### Work to complete
Rewrite the entries below as a numbered list, starting at the line containing "# locate asphalt" and ending at the line containing "# locate yellow veil: put", with blank lines left out. Include only those lines.

Coordinate labeling data
========================================
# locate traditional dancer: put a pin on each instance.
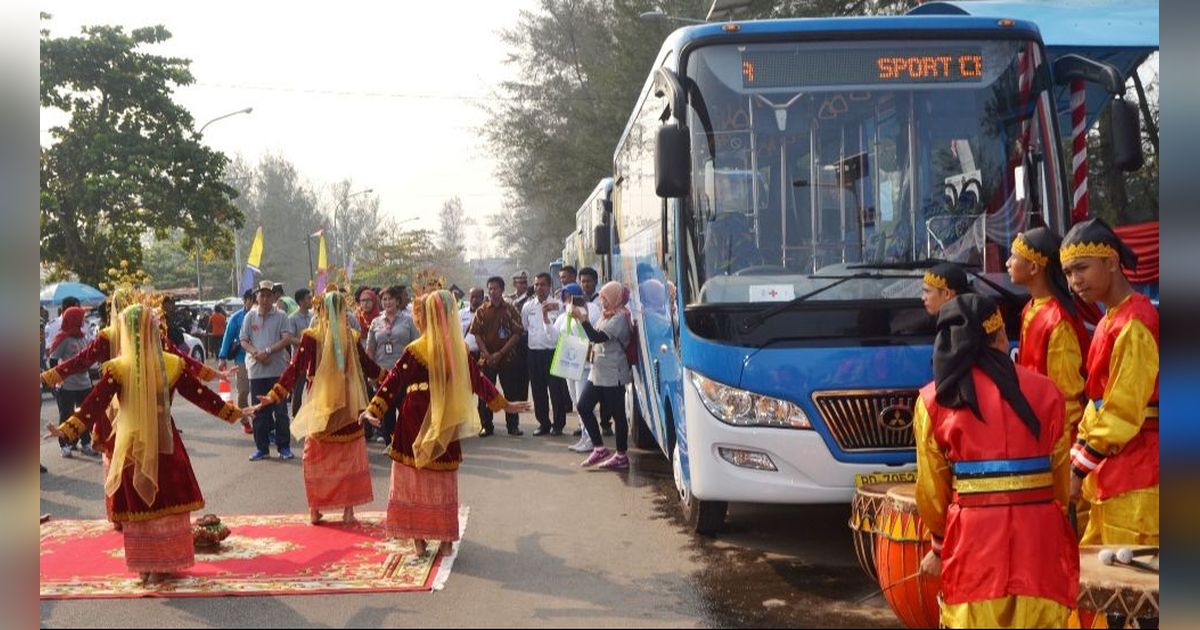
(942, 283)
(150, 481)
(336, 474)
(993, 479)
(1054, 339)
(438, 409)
========================================
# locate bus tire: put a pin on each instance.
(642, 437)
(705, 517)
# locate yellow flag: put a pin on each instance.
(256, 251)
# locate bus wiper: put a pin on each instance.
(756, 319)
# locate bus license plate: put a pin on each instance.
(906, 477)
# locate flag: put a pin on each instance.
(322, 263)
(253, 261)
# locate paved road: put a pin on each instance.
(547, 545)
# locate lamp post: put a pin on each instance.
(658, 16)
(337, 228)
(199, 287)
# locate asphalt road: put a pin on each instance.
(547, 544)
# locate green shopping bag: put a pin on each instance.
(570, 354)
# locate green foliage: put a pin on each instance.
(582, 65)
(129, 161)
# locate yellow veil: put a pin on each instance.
========================================
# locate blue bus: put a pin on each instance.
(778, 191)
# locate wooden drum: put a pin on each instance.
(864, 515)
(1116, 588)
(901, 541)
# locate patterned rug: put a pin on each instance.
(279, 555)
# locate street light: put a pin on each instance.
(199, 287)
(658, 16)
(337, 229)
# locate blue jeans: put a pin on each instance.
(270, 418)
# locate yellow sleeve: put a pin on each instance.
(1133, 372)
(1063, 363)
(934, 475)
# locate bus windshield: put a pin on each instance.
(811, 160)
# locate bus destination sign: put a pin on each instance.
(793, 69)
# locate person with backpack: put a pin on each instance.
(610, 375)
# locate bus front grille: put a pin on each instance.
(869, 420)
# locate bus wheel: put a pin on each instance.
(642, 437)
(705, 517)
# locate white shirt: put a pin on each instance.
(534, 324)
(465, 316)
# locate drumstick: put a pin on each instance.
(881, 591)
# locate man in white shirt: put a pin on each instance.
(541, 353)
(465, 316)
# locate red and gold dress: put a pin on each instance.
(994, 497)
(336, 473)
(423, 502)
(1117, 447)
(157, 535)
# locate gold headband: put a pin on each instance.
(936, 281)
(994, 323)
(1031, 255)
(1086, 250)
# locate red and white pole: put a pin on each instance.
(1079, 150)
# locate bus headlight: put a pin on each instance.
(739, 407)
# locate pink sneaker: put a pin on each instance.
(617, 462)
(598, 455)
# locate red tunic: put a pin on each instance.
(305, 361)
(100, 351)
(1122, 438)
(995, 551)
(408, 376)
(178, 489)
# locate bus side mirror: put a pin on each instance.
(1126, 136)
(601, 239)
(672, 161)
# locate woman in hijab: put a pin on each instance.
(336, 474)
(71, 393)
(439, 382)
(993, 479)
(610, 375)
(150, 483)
========================================
### Result of the exercise
1. # locate asphalt road: put a pin on each instance.
2. (547, 544)
3. # locate green shopping bag: put a pin on each instance.
4. (570, 354)
5. # locate green foliage: put a pin on each instance.
6. (582, 65)
7. (129, 161)
8. # locate yellow veil: put a pin on each instance.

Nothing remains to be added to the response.